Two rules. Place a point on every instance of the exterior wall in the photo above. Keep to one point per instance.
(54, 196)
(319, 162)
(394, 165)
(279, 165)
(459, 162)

◆ ◆ ◆

Repeat the items with "exterior wall" replaced by "outer wall", leaving everything else as it is.

Two rules. Place a point on every instance of the outer wall in the photo above. Keep to one point per instance.
(54, 196)
(319, 162)
(394, 165)
(279, 165)
(459, 162)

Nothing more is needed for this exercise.